Task brief →
Convert everything from the start of the rows down to and including the line containing "269 195 325 240" into a Markdown table with the columns Number and Line. Leave out any blank lines.

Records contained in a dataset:
-- START --

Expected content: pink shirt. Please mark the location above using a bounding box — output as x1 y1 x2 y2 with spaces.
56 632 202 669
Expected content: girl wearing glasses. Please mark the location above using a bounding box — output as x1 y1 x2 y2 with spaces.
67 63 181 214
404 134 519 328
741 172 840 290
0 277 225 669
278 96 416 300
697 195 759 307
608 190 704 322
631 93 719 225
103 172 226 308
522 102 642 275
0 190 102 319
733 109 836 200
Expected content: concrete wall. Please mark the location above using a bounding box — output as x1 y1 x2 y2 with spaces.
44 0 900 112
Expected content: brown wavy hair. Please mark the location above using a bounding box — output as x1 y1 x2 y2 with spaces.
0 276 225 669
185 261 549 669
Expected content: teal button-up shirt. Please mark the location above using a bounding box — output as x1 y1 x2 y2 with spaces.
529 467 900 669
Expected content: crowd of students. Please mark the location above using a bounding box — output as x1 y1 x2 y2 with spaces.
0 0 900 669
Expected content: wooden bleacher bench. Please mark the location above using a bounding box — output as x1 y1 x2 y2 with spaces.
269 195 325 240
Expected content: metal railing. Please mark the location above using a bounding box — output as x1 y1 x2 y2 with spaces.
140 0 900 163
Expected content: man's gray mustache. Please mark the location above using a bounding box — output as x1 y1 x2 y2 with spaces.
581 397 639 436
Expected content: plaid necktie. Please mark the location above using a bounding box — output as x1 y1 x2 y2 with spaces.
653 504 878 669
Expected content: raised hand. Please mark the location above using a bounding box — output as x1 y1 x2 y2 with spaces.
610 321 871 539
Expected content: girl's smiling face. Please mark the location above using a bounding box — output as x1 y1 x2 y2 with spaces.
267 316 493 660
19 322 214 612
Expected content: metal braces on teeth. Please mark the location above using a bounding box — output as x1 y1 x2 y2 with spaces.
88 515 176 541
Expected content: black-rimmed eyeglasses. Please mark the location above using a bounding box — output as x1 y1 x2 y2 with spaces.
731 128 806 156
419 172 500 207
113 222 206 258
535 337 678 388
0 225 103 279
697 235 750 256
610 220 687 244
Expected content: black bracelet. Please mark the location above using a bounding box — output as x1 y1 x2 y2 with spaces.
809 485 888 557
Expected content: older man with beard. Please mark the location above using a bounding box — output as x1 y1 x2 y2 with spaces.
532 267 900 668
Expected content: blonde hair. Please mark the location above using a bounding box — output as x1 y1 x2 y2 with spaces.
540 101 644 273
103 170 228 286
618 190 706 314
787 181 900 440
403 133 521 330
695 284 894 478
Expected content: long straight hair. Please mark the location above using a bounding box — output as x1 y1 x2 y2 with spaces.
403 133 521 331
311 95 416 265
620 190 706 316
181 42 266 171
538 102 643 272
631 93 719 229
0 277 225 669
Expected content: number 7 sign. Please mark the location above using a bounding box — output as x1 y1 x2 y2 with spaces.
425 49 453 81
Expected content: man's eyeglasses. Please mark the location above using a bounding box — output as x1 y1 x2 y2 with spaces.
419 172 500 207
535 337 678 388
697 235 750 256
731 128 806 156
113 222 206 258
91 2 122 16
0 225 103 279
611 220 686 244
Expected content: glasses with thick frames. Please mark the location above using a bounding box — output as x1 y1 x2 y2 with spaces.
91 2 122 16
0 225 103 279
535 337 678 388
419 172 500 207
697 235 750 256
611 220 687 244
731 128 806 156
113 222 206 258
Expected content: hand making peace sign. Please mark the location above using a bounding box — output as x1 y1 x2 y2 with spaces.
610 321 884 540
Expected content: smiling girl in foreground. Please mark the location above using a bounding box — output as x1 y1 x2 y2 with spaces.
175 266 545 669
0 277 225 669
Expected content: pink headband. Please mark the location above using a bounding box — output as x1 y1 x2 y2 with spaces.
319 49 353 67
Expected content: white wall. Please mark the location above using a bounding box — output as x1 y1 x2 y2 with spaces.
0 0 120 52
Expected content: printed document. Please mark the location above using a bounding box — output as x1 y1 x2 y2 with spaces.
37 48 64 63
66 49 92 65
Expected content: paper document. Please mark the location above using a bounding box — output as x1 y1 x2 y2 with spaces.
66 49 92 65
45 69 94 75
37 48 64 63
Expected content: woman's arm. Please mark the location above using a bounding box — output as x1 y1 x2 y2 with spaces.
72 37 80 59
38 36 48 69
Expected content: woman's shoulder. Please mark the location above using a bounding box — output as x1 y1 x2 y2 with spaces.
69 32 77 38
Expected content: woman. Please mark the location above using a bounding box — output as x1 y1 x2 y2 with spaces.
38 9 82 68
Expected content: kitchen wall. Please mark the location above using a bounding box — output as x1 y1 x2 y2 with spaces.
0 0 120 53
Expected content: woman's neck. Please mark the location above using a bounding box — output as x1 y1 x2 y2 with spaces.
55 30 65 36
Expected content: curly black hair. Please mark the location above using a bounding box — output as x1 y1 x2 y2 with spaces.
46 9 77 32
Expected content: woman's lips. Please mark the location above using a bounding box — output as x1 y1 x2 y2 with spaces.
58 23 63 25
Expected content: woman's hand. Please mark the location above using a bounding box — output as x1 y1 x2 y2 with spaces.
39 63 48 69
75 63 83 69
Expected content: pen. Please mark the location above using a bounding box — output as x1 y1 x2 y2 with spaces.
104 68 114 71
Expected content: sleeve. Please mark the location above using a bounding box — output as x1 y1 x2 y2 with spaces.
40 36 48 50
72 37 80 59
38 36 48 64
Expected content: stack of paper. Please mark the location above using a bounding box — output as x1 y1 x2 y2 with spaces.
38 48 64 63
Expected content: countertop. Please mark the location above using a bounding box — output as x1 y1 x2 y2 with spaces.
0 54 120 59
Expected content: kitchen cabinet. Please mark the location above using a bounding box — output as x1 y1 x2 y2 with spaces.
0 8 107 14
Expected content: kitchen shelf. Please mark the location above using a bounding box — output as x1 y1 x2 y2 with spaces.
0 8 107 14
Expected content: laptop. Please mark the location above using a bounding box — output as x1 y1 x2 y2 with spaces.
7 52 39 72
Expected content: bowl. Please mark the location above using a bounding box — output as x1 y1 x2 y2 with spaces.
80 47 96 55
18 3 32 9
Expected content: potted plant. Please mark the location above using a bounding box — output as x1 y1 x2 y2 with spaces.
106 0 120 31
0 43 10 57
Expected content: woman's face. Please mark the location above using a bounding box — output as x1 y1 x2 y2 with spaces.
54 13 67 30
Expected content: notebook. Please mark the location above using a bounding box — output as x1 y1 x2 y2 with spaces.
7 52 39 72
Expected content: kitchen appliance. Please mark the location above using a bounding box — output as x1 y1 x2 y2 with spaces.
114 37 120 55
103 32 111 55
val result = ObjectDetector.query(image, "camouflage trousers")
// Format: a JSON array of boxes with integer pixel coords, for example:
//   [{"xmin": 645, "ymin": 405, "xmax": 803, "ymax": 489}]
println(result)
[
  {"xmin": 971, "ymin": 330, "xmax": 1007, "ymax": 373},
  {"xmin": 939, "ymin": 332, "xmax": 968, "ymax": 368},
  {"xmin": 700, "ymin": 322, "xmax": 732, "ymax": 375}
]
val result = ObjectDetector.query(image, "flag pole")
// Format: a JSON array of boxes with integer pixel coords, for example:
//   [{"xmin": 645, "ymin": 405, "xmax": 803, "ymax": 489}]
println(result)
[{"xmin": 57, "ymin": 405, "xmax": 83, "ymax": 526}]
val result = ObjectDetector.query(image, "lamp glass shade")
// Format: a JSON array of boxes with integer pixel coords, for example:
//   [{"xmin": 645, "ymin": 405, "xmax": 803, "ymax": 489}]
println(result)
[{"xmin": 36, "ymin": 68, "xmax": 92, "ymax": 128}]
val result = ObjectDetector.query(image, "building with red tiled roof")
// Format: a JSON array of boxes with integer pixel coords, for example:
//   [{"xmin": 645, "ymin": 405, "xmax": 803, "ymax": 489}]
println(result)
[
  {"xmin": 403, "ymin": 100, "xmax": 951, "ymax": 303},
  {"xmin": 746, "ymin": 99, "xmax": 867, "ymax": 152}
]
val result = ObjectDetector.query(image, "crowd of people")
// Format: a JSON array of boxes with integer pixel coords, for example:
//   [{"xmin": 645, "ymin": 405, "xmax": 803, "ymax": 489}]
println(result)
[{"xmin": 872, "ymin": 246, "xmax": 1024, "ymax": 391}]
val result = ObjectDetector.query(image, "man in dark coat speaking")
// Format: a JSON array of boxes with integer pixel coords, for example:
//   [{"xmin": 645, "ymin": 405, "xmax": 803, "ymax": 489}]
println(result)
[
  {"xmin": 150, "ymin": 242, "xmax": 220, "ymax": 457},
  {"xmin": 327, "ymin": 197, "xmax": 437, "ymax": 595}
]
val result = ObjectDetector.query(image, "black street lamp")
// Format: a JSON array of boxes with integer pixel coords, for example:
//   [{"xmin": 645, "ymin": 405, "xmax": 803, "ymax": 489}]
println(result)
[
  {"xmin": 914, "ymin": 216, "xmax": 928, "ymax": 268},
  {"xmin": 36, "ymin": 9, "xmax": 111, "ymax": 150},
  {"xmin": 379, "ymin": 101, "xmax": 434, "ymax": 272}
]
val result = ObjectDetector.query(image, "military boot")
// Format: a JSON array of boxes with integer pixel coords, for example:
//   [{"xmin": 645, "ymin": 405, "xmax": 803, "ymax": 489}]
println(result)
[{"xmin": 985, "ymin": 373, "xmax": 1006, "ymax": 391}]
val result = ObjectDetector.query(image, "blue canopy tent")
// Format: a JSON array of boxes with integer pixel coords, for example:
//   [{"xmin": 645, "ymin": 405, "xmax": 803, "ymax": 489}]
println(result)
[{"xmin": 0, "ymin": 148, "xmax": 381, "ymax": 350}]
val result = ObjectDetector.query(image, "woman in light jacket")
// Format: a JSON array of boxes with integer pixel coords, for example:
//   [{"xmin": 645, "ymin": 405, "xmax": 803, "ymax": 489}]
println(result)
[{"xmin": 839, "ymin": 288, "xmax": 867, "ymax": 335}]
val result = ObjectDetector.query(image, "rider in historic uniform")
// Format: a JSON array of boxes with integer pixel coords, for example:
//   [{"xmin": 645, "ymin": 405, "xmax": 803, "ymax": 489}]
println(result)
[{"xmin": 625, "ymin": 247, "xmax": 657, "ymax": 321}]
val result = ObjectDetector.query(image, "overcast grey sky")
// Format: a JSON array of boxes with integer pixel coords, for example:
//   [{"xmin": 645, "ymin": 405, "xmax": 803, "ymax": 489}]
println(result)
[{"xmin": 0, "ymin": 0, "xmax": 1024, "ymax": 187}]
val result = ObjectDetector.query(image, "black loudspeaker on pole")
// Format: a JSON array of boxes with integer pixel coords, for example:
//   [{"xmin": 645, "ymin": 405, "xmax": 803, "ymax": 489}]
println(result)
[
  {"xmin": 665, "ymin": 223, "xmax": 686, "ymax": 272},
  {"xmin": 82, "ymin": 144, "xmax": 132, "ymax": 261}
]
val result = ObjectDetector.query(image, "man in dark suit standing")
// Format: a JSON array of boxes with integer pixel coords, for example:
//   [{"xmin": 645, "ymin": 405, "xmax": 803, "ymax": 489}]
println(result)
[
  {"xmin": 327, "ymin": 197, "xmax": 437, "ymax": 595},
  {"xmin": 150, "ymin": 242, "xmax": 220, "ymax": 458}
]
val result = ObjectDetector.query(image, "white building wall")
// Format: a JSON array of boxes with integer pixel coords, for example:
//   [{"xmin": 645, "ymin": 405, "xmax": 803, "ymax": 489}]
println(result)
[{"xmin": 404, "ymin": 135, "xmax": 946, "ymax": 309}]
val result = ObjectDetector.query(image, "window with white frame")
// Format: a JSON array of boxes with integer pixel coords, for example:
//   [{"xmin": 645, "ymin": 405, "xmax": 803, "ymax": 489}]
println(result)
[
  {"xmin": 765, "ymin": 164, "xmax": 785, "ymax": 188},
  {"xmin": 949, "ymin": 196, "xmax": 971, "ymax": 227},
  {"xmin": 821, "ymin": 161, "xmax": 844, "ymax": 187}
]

-- END --

Reply to the task →
| Number | Line |
|---|---|
| 1 | Expected content: pink shirt. Please mark the location above using a bounding box — output as x1 y1 x2 y2 with spaces. |
| 2 | 56 632 202 669 |
| 3 | Expected content: girl wearing glasses. Please mark the location above using a bounding box — output as x1 y1 x2 y2 with spaces. |
| 4 | 67 63 181 214 |
| 5 | 404 134 519 328 |
| 6 | 741 172 840 290 |
| 7 | 0 277 225 669 |
| 8 | 278 96 416 300 |
| 9 | 697 195 759 307 |
| 10 | 608 190 704 322 |
| 11 | 631 93 719 225 |
| 12 | 103 172 226 308 |
| 13 | 522 102 642 275 |
| 14 | 0 190 102 319 |
| 15 | 733 109 836 200 |
| 16 | Expected content: concrete wall. Please mark the location above using a bounding box — output as x1 y1 x2 y2 with spaces. |
| 17 | 44 0 900 112 |
| 18 | Expected content: brown wavy hair. Please mark the location above using a bounding box — output as x1 y1 x2 y2 with spaces. |
| 19 | 0 276 225 669 |
| 20 | 185 261 549 669 |
| 21 | Expected content: teal button-up shirt. Please mark the location above using a bounding box — output as x1 y1 x2 y2 with spaces. |
| 22 | 529 467 900 669 |
| 23 | Expected content: crowd of students. Please mark the location above using a bounding box — output as x1 y1 x2 y2 with spaces. |
| 24 | 0 0 900 669 |
| 25 | Expected content: wooden bleacher bench. Please mark the location above using a bounding box — output as x1 y1 x2 y2 with spaces. |
| 26 | 269 195 325 240 |